__Instrução 1__.
Liste, por favor, todos os nomes de lugares citados no texto sobre a Usina de Balbina, abaixo. Escreva cada um só uma vez, na forma em que aparece.

__Texto de origem__.
++++

Em resumo – a construção da Usina Hidrelétrica de Balbina foi um dos grandes erros do nosso país na área da geração da energia elétrica, criando imensos impactos ambientais e sociais sobre uma extensa região da Floresta Amazônica, com pouquíssimos benefícios em troca. Não é à toa que muitos especialistas pregam a desativação da Usina e demolição completa da sua barragem.
Apesar de parecer absurda num primeiro momento, essa ideia traria excelentes benefícios ambientais para toda a extensa região hoje encoberta pelo lago da Hidrelétrica, área que em poucos anos voltaria ser ocupada pela Floresta Amazônica. Um bonus extra: esse “esvaziamento” da represa também liberaria terras dos índios da etnia Waimiri Atroari, que se autodenominam Kinja, que foram alagadas com a construção de Balbina.
Ecologistas “de carteirinha” da Zona Sul do Rio de Janeiro e dos Jardins em São Paulo vibrariam com essa maravilhosa notícia. Ao mesmo tempo, o Governo brasileiro mostraria ao mundo que está realmente interessado na proteção da Floresta Amazônica e que está tomando medidas praticas nesse sentido. E o que perderíamos com isso? Meros 112 MW, um volume de energia que uma PCH – Pequena Central Hidrelétrica, bem projetada e bem resolvida ambientalmente compensaria.
Até arrisco dizer que muitos estrangeiros realmente interessados na preservação da Amazônia até pagariam os custos de desativação de Balbina e de construção dessa nova PCH.

++++

[Entradas de marcação da posição de objetos]
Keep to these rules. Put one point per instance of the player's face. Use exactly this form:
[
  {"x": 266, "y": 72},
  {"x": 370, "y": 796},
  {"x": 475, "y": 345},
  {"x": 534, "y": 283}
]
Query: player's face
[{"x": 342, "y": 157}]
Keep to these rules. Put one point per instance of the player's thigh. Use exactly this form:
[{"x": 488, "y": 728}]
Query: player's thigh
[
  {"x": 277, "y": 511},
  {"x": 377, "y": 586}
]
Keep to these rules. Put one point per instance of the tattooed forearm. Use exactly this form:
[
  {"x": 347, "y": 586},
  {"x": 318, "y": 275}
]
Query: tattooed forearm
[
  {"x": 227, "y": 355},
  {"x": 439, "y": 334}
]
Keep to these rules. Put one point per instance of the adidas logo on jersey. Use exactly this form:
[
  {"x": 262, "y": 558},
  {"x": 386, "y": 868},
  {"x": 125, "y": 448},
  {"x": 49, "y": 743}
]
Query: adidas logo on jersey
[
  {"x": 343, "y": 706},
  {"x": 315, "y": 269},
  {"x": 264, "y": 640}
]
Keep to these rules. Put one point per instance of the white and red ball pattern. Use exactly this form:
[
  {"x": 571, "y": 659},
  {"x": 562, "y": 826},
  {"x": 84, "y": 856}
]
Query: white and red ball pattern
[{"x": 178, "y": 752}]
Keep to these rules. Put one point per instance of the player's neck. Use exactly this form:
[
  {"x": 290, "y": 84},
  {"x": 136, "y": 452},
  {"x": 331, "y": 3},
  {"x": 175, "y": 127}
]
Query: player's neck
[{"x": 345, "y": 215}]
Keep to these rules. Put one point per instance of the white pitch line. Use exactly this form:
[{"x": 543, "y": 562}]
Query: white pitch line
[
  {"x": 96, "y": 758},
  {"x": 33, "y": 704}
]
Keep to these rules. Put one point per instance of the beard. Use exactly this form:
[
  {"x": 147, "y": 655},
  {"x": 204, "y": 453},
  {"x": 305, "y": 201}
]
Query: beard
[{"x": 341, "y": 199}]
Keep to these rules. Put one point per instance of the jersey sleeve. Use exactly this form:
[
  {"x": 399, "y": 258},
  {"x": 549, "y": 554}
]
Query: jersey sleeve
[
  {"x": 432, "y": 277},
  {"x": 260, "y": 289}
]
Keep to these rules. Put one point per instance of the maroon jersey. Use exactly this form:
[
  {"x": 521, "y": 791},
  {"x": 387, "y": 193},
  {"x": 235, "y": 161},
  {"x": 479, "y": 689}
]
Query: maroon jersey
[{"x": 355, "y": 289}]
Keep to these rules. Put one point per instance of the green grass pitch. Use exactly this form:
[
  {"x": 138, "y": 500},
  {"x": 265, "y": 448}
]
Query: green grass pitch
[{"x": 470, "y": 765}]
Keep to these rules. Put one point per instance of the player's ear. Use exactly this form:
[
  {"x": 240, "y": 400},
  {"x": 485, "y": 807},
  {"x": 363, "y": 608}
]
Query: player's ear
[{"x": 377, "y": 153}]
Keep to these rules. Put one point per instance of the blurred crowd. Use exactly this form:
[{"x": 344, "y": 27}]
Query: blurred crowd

++++

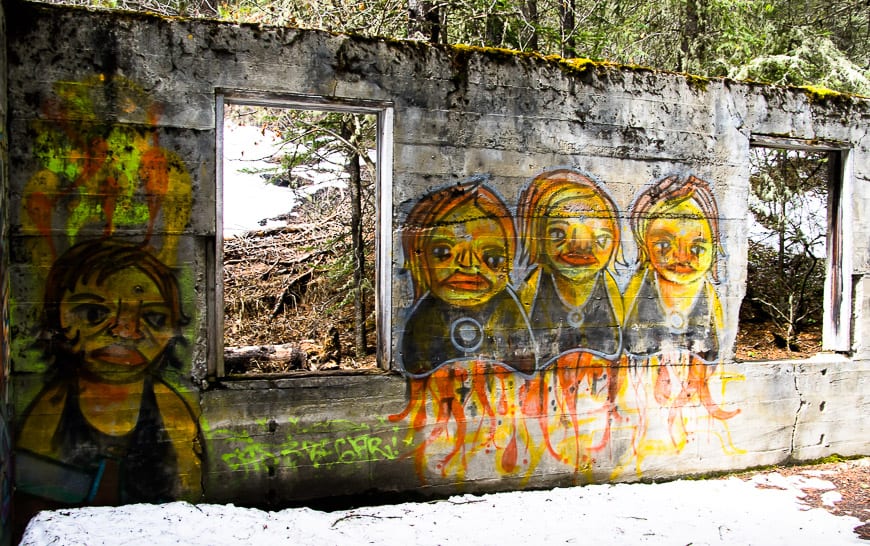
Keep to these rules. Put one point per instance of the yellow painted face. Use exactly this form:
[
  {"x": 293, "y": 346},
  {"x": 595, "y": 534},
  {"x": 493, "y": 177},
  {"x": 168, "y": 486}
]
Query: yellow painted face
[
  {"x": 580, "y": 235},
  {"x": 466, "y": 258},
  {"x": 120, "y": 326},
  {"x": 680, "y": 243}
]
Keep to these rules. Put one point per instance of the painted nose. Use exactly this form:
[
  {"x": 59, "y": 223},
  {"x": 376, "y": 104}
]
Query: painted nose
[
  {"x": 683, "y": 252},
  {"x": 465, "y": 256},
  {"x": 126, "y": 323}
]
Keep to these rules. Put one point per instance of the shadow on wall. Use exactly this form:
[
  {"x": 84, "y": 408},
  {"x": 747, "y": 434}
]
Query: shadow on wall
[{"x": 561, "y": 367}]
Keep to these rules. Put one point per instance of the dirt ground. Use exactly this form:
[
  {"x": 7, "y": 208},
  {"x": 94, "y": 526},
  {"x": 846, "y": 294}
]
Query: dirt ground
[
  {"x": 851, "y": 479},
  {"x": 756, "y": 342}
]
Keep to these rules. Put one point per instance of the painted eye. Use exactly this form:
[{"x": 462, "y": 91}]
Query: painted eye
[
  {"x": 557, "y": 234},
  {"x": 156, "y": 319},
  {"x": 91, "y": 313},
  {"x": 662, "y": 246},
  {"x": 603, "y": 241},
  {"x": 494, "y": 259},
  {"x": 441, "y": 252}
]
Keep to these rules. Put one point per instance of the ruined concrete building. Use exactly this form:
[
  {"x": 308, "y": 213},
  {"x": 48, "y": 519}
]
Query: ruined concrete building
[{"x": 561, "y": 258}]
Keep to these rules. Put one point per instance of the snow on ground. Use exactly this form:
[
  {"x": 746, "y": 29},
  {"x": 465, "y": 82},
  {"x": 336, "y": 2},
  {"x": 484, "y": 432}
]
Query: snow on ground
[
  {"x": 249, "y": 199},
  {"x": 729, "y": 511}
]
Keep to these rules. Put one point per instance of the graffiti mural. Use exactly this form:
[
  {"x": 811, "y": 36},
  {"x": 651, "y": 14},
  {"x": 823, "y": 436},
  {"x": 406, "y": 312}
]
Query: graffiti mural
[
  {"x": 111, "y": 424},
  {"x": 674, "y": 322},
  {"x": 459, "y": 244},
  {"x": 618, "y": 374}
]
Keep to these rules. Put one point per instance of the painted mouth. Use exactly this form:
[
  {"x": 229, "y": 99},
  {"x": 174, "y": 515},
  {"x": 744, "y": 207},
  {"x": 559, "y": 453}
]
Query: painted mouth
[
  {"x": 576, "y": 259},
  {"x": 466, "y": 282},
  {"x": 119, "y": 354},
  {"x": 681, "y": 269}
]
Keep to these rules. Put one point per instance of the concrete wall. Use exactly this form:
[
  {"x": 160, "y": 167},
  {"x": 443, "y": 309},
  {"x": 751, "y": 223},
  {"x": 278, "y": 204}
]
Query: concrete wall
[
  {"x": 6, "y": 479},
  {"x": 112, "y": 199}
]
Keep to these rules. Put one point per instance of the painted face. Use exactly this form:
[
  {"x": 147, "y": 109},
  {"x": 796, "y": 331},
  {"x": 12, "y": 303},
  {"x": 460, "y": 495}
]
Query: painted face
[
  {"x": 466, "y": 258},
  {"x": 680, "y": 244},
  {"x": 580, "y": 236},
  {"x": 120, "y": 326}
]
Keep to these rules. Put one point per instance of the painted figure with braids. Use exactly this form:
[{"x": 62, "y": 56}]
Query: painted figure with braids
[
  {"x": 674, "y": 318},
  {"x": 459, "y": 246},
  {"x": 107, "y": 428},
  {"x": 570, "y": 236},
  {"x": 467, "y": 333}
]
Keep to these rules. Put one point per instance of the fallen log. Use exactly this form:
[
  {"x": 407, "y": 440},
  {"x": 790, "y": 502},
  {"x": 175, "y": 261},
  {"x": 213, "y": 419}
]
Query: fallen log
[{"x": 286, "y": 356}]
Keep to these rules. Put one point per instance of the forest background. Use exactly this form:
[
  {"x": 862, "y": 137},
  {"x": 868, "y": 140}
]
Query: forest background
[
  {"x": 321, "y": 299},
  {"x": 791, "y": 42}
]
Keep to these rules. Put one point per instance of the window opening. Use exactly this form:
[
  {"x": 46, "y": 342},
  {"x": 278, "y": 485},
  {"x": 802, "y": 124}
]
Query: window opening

++++

__Instrução 2__.
Retorne todas as linhas acima que contêm a palavra "figure".

__Resposta final 1__.
Floresta Amazônica; Zona Sul do Rio de Janeiro; Jardins; São Paulo; Amazônia

__Resposta final 2__.
Keep to these rules. Put one point per instance of the painted figure with braids. Use exactly this form:
Query: painted figure with braids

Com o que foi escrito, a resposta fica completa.